**DONNÉES DE LA TÂCHE:**

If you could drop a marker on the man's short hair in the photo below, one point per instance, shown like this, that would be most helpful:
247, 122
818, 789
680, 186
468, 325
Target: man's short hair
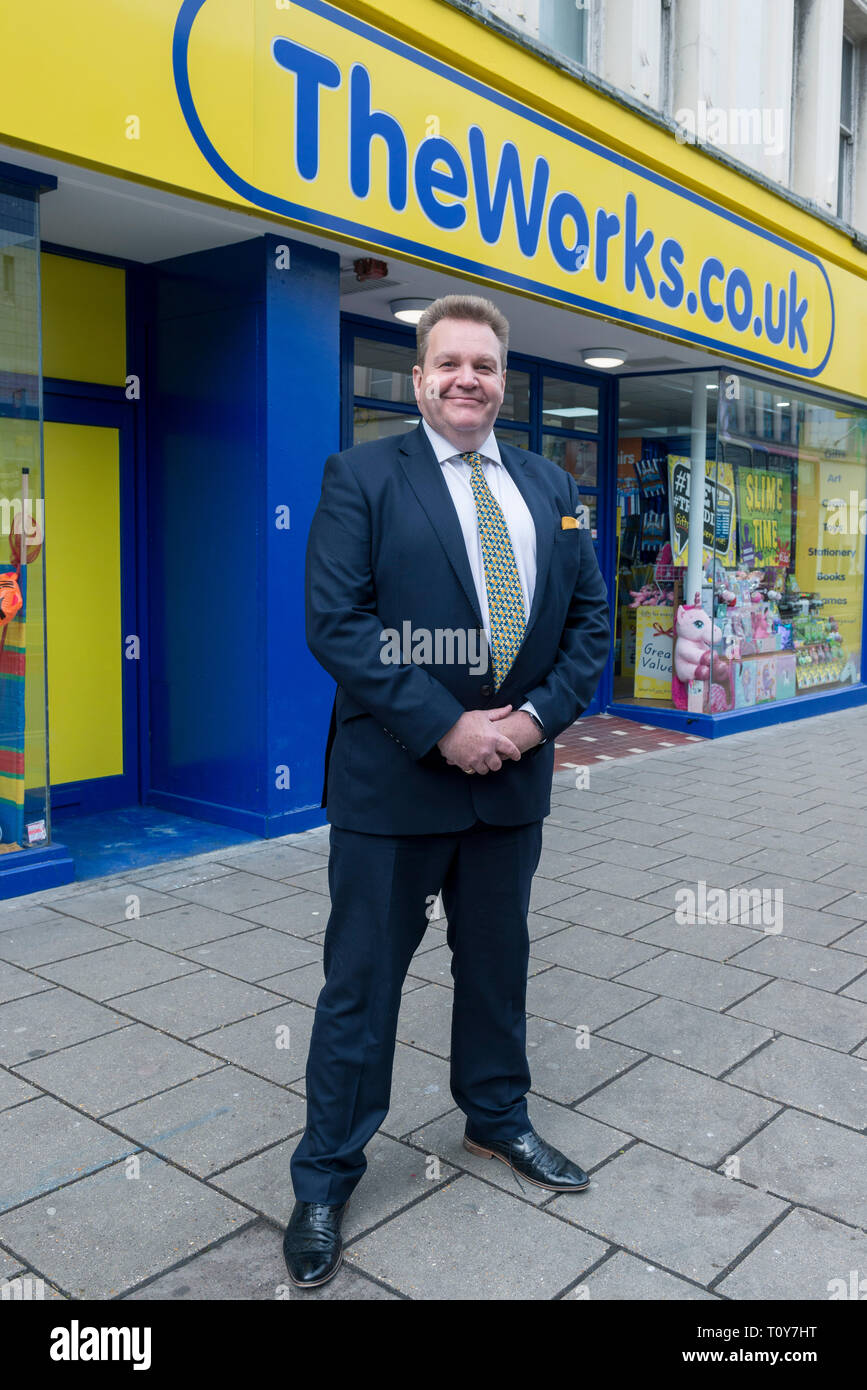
461, 306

**OBJECTIF:** Recopiez à l'identique toutes les lignes ci-dessus, en omettant les images.

**RÉSULTAT DE LA TÂCHE:**
If you could drop a marker on the man's short hair in the photo below, one point per instance, shown like this, that would be most helpful:
247, 122
818, 789
680, 186
468, 325
Target: man's short hair
461, 306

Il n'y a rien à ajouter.